TASK MATERIAL below:

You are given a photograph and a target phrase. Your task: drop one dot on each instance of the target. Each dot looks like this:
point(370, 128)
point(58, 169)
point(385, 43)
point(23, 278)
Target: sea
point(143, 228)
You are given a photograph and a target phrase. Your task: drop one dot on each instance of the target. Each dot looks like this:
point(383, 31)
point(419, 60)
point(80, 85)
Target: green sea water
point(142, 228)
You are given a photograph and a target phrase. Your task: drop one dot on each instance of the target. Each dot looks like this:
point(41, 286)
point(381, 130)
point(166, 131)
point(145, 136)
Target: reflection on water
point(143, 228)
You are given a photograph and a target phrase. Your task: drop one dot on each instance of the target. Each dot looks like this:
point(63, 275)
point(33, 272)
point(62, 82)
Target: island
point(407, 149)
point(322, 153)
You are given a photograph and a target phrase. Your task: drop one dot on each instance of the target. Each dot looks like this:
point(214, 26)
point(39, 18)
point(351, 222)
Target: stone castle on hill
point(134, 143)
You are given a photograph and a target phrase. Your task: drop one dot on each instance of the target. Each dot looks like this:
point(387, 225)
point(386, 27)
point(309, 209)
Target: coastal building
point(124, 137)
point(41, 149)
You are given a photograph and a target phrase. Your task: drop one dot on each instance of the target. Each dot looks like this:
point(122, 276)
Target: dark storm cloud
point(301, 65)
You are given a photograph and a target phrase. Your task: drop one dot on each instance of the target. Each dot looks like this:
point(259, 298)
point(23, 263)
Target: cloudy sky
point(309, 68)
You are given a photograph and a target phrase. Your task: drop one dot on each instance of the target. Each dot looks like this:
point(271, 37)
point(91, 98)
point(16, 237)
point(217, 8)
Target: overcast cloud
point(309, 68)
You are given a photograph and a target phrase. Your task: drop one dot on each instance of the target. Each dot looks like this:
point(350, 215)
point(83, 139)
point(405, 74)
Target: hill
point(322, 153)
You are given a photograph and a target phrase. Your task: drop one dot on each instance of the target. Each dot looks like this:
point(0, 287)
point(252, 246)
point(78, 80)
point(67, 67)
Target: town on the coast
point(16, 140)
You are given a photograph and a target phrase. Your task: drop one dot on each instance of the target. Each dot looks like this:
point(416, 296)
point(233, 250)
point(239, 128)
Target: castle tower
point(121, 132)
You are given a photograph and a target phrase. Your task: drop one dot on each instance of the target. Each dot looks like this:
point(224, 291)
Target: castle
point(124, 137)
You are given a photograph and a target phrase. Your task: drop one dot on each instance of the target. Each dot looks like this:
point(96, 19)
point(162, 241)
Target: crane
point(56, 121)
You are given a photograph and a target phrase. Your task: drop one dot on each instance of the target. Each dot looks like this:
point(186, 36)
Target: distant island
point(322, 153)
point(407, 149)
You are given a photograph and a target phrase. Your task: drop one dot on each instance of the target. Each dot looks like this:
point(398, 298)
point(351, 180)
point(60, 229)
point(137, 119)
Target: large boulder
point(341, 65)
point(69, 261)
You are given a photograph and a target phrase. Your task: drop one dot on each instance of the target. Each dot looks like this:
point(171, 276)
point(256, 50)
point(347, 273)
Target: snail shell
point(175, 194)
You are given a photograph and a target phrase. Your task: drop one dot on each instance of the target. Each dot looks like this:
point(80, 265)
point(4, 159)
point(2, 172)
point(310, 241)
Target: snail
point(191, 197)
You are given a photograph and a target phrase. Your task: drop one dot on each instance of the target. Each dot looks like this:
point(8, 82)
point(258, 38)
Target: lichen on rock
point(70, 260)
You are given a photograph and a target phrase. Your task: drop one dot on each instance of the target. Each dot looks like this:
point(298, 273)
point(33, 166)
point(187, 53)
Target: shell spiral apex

End of TASK MATERIAL.

### EXERCISE OBJECTIVE
Repeat the data in full, matching each line exactly.

### TASK SOLUTION
You are given a photograph and a target phrase. Your task: drop one dot on each instance of the target. Each dot looks like this:
point(370, 128)
point(58, 169)
point(385, 43)
point(23, 278)
Target: sea
point(143, 228)
You are given a photograph and a target phrase. Your task: drop one dot on each instance of the target. Each dot looks like this:
point(383, 31)
point(419, 60)
point(80, 85)
Target: green sea water
point(142, 228)
You are given a photograph and a target phrase. Your task: drop one dot on each instance of the target. Each dot looks like this:
point(41, 286)
point(381, 130)
point(166, 131)
point(145, 136)
Target: reflection on water
point(143, 228)
You are given a photograph and a target phrase. Your task: drop one dot on each instance of the target. Each dot looks like this:
point(63, 275)
point(33, 272)
point(62, 82)
Target: island
point(407, 149)
point(322, 153)
You are given a photograph and a target phrase. Your task: drop one dot on each instance of the target. Each dot looks like this:
point(214, 26)
point(39, 18)
point(351, 222)
Target: stone castle on hill
point(134, 143)
You are given a photograph and a target phrase. Your task: drop one dot on each instance of the target. Each dot looks like this:
point(387, 225)
point(386, 27)
point(309, 209)
Target: coastal building
point(124, 137)
point(41, 149)
You are given a photograph and a target phrase. Your task: drop one dot on each instance of the target. Each dot looks like this:
point(122, 276)
Target: dark storm cloud
point(301, 65)
You are given a photograph and a target phrase. Your task: drop one dot on each instance of the target. Each dot looks like this:
point(259, 298)
point(23, 263)
Target: cloudy sky
point(309, 68)
You are given a photograph and a target phrase. Your task: drop one dot on each instance of the target. Each dot looks like this:
point(271, 37)
point(91, 98)
point(16, 237)
point(217, 8)
Target: overcast cloud
point(309, 68)
You are given a photograph and a target phrase. Your task: drop one dot on each instance of the target. Each dot looks like this:
point(350, 215)
point(83, 139)
point(405, 74)
Target: hill
point(322, 153)
You are given a photograph and a target phrase. Your task: drop one dot on each instance of the target. Each dot looks like this:
point(0, 287)
point(252, 246)
point(78, 80)
point(67, 67)
Target: town on the coast
point(16, 140)
You are given a photograph and a target phrase. Your task: drop one dot on each instance of the target. Each dot looks like this:
point(416, 296)
point(233, 250)
point(239, 128)
Target: castle tower
point(121, 132)
You are given a photograph and a target phrase. Your task: drop one dot on each instance of the target. Each dot looks like this:
point(224, 291)
Target: castle
point(124, 137)
You are given a photograph and a target phrase. Your task: drop one dot on each instance of the target. Each dot looks like this:
point(96, 19)
point(162, 241)
Target: crane
point(56, 121)
You are given a photograph and a target phrase. Your task: drop one dot on each instance of the target. Each dot looks like this:
point(186, 36)
Target: distant island
point(322, 153)
point(407, 149)
You are given a photograph and a target phrase. Your task: drop one dot on each instance of the target. Each dot looks like this:
point(398, 298)
point(351, 180)
point(60, 229)
point(137, 119)
Target: large boulder
point(341, 65)
point(69, 261)
You are given a photograph and a target phrase. Your task: drop one dot on each instance of the target. Each dot looks like this:
point(171, 276)
point(256, 50)
point(347, 273)
Target: snail shell
point(175, 194)
You are given a photograph and a target phrase. Your task: drop one dot on each instance of the target. Each dot looks like this:
point(80, 265)
point(4, 159)
point(2, 172)
point(310, 241)
Target: snail
point(191, 197)
You are given a photograph and a target phrase. Your task: drop one dot on each instance of the target. Each dot looks like this:
point(8, 82)
point(258, 38)
Target: lichen on rock
point(70, 260)
You are given a photograph and a target phrase. Your task: drop one dot on each instance of the target. Each dot looks like this:
point(298, 273)
point(33, 166)
point(187, 53)
Target: shell spiral apex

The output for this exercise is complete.